== Supplied entries ==
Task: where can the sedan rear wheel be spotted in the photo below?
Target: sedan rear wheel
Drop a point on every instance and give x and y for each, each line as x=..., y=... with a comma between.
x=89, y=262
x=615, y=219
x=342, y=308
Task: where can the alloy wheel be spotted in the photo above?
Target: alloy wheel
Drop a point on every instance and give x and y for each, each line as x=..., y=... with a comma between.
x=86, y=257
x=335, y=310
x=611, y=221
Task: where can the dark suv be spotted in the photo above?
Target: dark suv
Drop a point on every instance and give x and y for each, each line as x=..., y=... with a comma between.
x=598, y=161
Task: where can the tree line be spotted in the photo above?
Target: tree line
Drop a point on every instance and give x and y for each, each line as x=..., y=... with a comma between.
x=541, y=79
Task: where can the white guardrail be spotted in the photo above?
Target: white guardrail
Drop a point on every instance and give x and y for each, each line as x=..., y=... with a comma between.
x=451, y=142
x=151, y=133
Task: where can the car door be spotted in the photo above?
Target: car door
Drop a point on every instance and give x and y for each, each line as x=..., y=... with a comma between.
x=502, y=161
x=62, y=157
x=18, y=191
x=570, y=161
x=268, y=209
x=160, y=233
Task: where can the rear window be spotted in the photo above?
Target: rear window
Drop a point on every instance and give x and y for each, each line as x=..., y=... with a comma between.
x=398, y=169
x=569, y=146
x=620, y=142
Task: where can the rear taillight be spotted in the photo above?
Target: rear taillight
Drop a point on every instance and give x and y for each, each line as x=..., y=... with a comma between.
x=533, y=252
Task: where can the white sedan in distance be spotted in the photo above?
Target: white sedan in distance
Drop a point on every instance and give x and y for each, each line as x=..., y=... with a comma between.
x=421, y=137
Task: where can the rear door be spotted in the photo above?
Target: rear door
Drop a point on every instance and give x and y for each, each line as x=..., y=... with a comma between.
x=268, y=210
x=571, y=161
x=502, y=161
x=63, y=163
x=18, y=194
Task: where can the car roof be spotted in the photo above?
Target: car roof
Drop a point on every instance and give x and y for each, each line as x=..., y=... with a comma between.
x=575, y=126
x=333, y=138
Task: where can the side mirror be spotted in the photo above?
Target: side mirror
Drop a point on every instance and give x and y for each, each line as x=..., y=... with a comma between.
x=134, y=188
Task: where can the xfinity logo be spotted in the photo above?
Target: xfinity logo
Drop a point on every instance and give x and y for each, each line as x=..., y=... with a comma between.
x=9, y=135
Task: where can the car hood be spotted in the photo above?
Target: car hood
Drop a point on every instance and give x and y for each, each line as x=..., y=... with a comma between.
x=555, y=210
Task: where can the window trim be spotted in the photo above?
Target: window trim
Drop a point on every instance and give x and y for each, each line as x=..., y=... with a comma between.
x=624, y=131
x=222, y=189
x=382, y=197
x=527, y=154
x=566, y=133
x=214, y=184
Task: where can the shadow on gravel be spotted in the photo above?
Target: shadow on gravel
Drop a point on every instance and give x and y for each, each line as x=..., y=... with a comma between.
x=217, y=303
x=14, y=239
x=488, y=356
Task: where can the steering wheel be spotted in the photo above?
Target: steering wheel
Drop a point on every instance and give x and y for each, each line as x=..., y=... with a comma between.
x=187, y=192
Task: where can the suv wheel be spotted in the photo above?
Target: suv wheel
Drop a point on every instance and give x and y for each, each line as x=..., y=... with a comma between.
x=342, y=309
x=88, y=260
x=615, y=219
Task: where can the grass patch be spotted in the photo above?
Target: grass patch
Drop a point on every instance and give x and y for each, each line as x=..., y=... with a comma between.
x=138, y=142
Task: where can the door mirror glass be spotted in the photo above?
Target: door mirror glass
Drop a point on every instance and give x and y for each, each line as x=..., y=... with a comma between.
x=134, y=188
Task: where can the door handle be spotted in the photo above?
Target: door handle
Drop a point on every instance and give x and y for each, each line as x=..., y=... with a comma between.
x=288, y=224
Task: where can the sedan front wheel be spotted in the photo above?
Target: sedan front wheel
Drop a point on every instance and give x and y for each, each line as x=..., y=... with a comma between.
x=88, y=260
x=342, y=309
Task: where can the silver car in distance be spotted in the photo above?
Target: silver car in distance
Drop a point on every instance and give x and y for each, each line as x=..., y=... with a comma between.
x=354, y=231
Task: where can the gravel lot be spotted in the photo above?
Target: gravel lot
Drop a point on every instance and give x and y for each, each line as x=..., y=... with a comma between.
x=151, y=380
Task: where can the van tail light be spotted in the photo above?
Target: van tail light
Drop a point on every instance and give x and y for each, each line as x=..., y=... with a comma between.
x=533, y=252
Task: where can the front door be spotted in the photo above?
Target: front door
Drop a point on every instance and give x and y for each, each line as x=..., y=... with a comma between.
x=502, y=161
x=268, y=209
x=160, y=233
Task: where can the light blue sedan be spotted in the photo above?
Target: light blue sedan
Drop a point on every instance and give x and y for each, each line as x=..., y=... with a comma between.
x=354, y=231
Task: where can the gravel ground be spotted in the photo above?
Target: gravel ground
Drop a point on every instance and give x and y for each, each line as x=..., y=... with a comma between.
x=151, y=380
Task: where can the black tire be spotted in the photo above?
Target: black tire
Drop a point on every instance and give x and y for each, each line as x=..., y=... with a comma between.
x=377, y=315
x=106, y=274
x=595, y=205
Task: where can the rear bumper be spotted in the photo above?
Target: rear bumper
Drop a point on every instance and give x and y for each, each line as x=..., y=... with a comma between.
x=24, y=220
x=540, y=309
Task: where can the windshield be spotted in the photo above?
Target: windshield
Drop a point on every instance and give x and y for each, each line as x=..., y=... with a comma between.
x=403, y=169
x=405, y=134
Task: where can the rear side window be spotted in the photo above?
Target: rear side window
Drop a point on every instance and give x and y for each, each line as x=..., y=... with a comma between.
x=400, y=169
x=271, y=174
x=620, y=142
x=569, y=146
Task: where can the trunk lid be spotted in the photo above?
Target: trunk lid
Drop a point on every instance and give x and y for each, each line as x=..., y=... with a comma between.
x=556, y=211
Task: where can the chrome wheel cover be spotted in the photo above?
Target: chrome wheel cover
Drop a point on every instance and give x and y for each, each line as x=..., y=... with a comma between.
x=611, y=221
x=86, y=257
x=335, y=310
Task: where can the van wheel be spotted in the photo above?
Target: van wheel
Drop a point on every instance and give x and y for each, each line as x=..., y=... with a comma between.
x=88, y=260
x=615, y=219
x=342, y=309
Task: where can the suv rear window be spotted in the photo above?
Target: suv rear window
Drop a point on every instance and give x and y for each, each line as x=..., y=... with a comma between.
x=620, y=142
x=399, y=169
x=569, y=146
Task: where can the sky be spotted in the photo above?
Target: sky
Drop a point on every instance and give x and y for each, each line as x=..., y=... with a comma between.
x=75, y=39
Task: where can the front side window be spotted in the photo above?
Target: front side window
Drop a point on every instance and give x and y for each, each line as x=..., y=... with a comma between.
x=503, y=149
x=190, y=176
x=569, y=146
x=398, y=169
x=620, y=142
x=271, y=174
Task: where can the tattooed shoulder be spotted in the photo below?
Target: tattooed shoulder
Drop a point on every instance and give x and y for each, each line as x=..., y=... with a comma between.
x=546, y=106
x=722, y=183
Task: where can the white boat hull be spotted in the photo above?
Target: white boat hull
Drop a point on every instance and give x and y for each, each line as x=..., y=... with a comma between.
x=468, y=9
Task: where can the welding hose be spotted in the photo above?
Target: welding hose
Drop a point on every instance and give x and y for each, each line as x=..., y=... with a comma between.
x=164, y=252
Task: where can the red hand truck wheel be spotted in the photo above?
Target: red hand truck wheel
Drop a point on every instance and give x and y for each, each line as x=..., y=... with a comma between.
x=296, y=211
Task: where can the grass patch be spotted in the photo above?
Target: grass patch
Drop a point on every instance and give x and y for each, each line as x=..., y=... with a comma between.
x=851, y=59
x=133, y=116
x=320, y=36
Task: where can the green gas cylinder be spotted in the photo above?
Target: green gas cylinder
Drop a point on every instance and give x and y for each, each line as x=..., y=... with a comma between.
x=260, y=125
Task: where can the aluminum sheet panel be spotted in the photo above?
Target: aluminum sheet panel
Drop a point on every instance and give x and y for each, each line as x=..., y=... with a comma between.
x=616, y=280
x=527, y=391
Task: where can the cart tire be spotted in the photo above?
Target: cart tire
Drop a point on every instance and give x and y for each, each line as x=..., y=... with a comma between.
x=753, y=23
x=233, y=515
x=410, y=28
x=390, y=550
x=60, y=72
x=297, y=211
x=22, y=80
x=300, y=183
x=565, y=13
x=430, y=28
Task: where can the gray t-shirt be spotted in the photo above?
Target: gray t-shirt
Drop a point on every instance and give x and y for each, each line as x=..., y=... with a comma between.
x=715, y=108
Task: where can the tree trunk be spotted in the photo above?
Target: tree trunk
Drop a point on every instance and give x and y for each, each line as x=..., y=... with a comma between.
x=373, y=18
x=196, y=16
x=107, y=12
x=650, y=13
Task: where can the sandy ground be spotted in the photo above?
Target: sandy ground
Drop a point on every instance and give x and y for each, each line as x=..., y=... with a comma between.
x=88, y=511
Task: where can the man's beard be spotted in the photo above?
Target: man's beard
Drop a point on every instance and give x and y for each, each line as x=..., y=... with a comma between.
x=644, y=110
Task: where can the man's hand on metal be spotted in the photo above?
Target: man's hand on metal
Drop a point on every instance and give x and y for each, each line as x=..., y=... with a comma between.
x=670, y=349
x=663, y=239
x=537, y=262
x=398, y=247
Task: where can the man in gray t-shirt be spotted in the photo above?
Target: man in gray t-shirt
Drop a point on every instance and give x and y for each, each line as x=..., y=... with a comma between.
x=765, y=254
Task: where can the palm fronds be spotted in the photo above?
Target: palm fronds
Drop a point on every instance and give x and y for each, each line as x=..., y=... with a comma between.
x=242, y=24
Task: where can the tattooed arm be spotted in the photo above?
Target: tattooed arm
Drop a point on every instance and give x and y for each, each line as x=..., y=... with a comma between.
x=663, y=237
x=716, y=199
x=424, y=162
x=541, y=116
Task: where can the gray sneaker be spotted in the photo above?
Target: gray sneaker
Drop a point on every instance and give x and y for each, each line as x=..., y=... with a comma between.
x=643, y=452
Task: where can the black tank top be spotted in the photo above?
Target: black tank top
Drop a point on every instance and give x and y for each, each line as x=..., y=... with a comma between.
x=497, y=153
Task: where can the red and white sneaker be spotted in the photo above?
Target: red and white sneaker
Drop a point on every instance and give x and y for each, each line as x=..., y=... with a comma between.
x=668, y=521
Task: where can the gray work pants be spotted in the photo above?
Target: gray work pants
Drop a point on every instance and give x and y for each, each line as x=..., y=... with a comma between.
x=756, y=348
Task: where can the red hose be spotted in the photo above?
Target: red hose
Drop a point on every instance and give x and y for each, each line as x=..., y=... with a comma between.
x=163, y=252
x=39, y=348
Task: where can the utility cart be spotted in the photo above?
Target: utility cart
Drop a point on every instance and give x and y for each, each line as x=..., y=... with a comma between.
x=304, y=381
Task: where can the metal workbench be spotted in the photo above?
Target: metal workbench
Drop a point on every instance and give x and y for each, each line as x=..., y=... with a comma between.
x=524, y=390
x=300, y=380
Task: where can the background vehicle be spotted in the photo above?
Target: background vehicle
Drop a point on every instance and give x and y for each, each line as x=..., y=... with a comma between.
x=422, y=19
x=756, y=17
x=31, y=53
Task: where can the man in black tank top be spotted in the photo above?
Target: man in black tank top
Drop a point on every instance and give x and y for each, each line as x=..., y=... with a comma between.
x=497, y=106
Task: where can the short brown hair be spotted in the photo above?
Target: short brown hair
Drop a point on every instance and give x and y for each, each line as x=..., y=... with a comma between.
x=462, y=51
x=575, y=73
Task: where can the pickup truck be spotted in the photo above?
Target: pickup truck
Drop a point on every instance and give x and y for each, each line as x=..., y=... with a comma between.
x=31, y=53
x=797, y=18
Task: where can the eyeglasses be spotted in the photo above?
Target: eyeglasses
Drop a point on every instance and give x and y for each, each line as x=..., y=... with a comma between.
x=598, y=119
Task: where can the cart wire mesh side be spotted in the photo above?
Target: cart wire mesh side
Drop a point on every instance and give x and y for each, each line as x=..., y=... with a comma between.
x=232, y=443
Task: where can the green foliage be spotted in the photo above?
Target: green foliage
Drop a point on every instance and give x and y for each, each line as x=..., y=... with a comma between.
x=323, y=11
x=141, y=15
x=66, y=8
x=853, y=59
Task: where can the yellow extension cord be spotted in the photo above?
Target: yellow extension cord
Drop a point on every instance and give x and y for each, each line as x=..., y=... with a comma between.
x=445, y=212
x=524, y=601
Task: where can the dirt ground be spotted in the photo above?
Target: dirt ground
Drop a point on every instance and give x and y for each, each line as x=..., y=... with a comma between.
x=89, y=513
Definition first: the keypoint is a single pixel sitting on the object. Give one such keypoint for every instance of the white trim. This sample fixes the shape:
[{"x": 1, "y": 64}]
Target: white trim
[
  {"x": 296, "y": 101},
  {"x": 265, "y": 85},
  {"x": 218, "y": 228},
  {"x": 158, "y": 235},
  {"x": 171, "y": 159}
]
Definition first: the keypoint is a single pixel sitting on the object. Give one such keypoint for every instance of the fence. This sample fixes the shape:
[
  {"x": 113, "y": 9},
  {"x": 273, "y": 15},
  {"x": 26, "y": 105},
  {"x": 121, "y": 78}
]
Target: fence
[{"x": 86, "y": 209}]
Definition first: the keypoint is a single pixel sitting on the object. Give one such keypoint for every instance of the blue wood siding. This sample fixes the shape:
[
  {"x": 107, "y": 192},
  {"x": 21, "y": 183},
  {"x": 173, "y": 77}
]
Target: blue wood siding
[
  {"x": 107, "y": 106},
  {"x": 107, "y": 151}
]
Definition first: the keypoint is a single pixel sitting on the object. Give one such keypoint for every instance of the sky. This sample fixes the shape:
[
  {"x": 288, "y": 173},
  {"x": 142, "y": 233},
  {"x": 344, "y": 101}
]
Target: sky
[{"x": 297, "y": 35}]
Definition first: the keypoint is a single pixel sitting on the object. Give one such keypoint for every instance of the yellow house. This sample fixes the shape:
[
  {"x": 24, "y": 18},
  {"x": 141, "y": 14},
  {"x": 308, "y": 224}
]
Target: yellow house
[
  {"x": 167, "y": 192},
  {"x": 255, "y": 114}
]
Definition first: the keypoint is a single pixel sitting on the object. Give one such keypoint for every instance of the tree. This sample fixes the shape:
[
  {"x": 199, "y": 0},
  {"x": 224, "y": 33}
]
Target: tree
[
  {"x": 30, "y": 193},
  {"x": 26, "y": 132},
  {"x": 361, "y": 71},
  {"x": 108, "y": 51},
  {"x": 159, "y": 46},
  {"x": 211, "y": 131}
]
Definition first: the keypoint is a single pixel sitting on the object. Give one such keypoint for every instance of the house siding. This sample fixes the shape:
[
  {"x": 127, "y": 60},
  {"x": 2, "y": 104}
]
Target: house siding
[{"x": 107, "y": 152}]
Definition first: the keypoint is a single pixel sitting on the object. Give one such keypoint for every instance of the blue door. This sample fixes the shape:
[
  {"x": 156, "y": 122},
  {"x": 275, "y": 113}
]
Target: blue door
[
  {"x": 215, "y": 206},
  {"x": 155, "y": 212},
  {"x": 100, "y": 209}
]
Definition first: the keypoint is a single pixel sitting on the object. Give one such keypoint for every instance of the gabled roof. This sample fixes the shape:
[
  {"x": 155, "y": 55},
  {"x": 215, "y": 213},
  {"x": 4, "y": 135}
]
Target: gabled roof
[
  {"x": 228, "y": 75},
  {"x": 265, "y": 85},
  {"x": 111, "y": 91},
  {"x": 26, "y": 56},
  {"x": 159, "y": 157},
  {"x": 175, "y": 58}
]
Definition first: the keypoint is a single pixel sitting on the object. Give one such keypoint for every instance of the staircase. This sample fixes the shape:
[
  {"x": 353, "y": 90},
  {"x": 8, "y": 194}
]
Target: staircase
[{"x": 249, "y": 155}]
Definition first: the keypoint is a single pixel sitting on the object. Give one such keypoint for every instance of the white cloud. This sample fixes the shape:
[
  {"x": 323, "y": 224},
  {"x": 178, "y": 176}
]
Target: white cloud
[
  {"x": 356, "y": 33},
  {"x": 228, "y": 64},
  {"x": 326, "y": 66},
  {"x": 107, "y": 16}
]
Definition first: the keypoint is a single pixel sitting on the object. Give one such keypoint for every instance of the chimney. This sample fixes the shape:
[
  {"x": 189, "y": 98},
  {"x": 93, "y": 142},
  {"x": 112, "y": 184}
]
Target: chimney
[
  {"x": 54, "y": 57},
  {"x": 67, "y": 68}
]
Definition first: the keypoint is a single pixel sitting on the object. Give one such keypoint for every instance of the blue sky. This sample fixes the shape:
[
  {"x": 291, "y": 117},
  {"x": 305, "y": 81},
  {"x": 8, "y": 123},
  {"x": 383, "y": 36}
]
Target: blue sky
===
* Problem requirements:
Give the part of the records that opens with the line containing "Task: where can the utility" and closes with the line containing "x=497, y=106" as a two-column CSV headed task,value, one row per record. Put each record's text under task and its answer under value, enclosing every field in double quotes and turning line breaks into spaces.

* Task output:
task,value
"Task: where can the utility cart be spotted in the photo above? Target: utility cart Drop a point on every instance and give x and y for each, each line as x=..., y=... with a comma between.","x=304, y=381"
"Task: where can the metal workbench be spotted in the photo above? Target: metal workbench Drop a point on every instance and give x and y for each, each line as x=..., y=... with a comma between.","x=524, y=390 x=300, y=380"
"Task: where can the background vehicle be spotted in the photo above? Target: background vehicle Drop a point on every instance and give x and y for each, each line as x=..., y=... with a comma between.","x=422, y=19 x=756, y=17 x=31, y=53"
"Task: where can the man in black tank top be spotted in the photo above? Target: man in black tank top Drop a point on every instance and give x and y for each, each line as x=..., y=... with a comma between.","x=497, y=106"